Start of EXTRACTED INFORMATION
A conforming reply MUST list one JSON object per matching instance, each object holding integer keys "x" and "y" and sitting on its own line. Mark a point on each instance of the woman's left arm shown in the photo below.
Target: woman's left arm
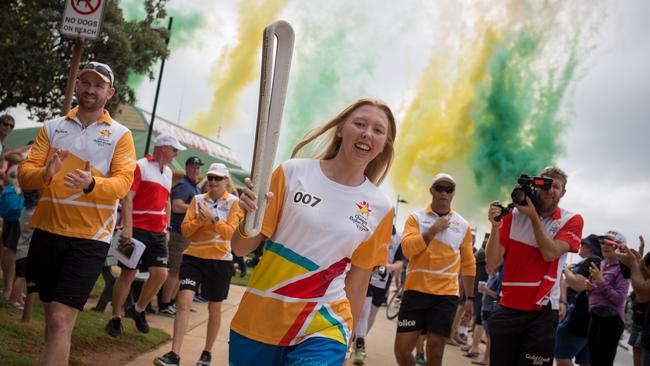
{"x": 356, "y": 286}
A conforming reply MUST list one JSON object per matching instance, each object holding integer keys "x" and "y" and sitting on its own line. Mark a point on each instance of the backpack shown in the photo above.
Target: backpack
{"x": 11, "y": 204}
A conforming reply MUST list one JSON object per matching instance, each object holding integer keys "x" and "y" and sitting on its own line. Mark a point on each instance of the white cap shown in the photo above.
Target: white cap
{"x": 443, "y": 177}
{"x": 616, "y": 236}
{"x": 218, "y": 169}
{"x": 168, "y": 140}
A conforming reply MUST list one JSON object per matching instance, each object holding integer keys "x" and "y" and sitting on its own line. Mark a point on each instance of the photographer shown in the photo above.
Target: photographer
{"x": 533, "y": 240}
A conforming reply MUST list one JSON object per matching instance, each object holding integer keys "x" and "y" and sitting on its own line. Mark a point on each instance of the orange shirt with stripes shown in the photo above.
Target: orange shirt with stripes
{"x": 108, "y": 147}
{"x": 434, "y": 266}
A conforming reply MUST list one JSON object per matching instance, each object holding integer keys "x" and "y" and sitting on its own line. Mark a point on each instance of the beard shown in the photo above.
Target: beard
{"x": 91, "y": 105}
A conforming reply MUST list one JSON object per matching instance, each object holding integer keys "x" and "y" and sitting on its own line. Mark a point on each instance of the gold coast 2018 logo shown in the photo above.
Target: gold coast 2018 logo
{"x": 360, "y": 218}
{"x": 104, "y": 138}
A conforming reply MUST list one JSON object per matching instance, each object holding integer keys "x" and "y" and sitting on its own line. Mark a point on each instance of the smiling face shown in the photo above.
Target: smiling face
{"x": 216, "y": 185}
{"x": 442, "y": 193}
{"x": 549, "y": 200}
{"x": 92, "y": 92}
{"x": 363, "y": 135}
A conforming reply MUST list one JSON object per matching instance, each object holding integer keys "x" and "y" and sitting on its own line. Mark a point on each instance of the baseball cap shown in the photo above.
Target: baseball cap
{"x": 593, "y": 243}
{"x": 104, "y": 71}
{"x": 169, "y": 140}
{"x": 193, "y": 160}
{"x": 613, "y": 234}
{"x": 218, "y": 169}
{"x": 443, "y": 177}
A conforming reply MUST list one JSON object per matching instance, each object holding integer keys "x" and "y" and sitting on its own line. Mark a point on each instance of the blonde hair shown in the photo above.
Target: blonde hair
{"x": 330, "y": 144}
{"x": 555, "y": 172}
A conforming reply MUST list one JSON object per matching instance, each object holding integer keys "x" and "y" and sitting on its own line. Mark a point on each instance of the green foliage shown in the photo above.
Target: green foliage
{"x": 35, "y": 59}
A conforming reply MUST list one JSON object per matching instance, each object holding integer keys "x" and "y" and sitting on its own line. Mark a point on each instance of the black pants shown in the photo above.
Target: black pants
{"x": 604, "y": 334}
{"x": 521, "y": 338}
End of EXTRACTED INFORMATION
Start of EXTRACTED INFORMATION
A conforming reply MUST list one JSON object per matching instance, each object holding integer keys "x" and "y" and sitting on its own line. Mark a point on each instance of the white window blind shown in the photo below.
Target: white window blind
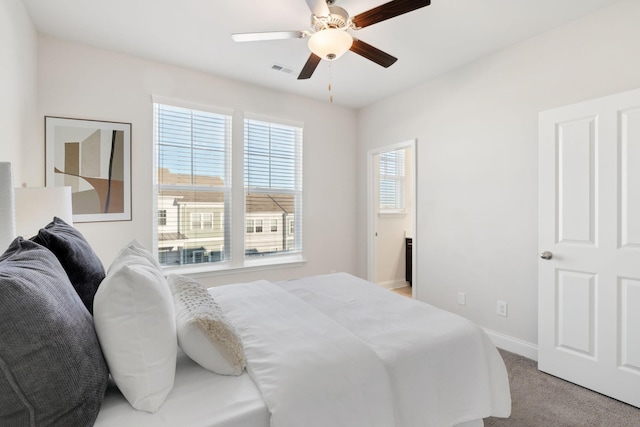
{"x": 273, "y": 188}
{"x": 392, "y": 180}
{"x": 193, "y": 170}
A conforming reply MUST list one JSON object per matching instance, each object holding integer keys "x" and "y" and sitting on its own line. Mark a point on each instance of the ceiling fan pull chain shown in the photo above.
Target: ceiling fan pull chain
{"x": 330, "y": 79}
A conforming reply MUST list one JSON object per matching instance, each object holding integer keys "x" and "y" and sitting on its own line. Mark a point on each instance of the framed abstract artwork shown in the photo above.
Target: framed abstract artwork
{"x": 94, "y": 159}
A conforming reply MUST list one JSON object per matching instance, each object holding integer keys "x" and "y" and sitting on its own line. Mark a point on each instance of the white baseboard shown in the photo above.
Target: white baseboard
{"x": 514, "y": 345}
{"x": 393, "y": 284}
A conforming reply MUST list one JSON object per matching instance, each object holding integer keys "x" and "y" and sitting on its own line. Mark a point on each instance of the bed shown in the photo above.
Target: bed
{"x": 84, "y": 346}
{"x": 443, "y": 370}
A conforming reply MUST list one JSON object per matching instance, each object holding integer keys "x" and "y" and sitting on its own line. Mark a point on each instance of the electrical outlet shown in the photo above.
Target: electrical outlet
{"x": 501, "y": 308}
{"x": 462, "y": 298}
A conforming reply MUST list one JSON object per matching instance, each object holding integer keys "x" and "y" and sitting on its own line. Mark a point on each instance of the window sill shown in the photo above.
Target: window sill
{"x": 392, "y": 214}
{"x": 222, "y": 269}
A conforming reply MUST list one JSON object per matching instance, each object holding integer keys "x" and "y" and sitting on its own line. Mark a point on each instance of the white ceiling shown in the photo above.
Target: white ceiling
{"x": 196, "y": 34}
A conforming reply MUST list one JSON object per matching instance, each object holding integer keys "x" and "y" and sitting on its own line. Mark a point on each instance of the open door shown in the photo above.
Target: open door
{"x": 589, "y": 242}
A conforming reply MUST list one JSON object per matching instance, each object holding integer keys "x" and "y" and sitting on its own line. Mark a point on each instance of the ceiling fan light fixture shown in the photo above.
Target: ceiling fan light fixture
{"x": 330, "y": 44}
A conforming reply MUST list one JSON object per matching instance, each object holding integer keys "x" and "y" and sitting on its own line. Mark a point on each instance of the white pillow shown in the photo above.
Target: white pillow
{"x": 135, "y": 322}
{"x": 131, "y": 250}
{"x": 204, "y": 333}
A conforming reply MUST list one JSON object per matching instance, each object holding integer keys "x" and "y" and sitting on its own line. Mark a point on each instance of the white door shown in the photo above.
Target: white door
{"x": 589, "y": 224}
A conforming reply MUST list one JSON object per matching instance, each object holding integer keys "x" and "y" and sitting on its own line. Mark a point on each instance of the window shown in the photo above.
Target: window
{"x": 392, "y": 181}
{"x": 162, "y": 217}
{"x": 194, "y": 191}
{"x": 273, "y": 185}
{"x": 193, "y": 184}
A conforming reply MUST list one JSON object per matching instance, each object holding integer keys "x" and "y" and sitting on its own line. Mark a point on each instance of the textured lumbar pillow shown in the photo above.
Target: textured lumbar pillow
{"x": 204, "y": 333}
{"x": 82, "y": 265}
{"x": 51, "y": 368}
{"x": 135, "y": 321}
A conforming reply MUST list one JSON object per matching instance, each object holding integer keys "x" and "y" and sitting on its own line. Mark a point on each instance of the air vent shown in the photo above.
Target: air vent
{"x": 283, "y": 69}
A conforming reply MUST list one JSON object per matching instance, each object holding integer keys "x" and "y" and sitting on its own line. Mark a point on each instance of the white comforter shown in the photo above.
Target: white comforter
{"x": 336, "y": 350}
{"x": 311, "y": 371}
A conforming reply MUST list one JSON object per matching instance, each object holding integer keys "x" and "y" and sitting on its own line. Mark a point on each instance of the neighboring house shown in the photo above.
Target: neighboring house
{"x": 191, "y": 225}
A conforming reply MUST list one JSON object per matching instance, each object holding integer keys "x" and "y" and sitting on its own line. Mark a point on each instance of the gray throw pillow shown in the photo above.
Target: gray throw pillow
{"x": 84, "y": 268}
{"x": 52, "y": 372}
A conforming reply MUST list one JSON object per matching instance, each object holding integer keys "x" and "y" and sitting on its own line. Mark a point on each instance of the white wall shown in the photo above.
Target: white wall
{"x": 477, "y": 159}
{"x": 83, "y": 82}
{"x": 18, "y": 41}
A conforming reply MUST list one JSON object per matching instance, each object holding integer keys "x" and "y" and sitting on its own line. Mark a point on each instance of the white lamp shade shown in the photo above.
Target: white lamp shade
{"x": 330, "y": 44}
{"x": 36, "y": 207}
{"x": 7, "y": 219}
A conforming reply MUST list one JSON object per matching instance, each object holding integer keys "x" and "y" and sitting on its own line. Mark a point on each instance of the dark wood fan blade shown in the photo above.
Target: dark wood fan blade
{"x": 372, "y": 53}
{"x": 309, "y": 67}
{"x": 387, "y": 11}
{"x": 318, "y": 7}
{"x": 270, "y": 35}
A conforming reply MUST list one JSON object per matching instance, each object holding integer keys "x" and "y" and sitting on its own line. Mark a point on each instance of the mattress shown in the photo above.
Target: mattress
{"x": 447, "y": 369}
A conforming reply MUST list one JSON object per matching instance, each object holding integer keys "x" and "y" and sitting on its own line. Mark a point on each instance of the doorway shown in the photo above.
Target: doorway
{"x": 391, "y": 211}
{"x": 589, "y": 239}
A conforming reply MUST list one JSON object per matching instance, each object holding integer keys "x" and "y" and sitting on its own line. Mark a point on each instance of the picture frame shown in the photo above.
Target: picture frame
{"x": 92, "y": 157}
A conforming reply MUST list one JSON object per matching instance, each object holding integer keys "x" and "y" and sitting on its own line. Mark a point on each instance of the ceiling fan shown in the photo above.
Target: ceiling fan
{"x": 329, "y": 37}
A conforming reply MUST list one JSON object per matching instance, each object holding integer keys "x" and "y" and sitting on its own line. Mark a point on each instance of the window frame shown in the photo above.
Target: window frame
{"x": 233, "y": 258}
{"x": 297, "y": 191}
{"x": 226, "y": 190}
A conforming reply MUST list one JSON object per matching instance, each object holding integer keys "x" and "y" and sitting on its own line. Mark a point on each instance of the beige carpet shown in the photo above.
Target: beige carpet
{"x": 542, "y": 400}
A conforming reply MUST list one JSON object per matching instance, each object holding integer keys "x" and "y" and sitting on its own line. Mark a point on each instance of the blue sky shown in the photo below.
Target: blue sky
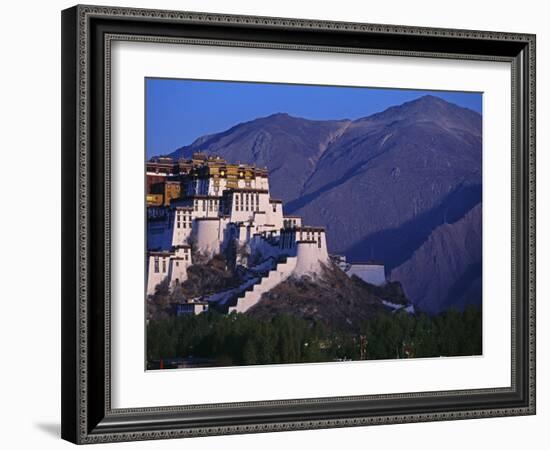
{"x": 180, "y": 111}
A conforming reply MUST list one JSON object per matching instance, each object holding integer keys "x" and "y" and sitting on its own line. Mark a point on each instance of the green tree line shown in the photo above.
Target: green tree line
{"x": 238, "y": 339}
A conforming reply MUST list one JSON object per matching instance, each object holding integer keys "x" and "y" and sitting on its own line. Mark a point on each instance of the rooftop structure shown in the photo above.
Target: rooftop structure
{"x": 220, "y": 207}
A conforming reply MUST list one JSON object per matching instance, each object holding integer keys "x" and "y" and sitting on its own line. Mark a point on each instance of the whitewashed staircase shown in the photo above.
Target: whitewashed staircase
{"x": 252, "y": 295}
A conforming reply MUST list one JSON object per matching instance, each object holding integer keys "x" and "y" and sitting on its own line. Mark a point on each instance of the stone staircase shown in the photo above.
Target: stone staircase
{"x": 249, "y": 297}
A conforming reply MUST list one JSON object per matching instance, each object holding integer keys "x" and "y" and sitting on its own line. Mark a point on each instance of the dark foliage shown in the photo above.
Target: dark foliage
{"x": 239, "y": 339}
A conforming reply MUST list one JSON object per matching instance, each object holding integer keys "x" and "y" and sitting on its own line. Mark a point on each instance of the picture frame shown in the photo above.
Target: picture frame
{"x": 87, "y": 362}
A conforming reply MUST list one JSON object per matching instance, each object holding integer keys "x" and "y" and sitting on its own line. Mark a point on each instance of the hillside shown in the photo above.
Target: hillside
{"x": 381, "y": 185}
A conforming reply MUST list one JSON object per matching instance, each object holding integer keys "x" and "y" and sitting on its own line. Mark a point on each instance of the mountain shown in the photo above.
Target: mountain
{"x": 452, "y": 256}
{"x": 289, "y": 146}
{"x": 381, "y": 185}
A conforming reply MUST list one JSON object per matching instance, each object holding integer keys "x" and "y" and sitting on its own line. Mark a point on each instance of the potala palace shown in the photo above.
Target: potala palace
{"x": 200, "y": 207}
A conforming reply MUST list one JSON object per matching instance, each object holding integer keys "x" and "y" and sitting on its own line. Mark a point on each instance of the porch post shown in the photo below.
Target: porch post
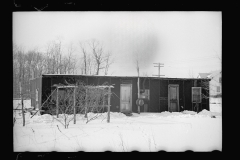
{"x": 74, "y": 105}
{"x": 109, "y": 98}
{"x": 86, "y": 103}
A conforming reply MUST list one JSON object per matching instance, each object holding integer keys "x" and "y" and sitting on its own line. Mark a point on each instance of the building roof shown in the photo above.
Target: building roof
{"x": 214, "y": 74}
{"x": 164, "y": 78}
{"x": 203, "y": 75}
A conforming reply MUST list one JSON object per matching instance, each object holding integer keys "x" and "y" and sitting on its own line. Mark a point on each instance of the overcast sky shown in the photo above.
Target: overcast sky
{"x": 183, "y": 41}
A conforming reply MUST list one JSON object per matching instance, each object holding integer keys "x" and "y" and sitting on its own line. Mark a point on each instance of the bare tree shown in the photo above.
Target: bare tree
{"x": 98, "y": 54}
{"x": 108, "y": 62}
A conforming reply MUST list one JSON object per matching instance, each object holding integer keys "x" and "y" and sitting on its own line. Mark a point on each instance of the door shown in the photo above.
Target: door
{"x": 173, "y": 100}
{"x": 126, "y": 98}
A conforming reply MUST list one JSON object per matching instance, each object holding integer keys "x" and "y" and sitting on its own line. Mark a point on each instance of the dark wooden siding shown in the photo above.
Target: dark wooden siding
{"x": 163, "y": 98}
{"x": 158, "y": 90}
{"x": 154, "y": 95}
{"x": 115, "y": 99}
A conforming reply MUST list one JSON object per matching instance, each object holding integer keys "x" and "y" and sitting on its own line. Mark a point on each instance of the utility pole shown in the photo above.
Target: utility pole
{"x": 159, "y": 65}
End of EXTRACTED INFORMATION
Start of EXTRACTED INFORMATION
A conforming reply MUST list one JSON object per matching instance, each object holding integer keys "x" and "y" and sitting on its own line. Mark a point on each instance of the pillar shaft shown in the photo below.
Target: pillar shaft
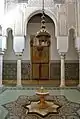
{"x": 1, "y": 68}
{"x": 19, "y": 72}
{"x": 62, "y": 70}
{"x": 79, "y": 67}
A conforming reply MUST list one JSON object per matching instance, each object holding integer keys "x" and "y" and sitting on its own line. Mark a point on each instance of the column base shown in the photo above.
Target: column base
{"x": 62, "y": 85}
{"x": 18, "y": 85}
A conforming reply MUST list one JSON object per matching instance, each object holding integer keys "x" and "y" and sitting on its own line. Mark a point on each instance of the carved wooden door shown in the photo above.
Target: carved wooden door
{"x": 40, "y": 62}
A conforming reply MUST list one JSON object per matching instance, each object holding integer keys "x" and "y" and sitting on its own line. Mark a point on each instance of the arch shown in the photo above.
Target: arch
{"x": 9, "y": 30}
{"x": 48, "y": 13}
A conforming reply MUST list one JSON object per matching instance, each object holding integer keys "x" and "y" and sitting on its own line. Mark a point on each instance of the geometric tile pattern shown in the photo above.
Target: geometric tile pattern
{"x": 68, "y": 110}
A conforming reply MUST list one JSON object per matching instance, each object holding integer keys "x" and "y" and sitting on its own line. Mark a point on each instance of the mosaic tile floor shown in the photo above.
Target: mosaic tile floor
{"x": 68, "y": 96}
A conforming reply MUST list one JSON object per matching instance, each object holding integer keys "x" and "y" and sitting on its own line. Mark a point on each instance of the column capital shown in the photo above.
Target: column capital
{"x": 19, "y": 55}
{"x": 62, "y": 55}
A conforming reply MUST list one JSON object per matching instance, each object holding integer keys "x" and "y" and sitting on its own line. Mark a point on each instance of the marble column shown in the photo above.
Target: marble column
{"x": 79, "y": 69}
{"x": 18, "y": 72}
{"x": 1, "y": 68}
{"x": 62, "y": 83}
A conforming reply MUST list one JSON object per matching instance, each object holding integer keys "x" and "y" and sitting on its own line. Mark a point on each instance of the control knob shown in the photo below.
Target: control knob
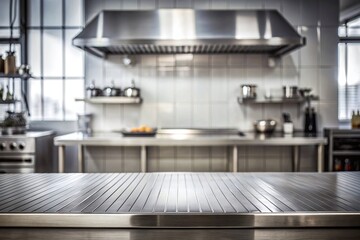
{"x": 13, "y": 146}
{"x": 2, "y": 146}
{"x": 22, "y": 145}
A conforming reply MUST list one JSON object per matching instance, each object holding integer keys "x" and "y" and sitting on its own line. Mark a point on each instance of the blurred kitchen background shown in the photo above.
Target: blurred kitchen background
End of EXTRACTED INFORMATION
[THE PROBLEM]
Pick out every line of the records above that contains the word "orange" and copy each one.

[SOLUTION]
A conforming reply MUST list one JSON object per matching instance, each object holding integer keys "x" and "y" and sitting on its own line. Mark a point on each instance of the orange shirt with stripes shown in the photo above.
Target: orange shirt with stripes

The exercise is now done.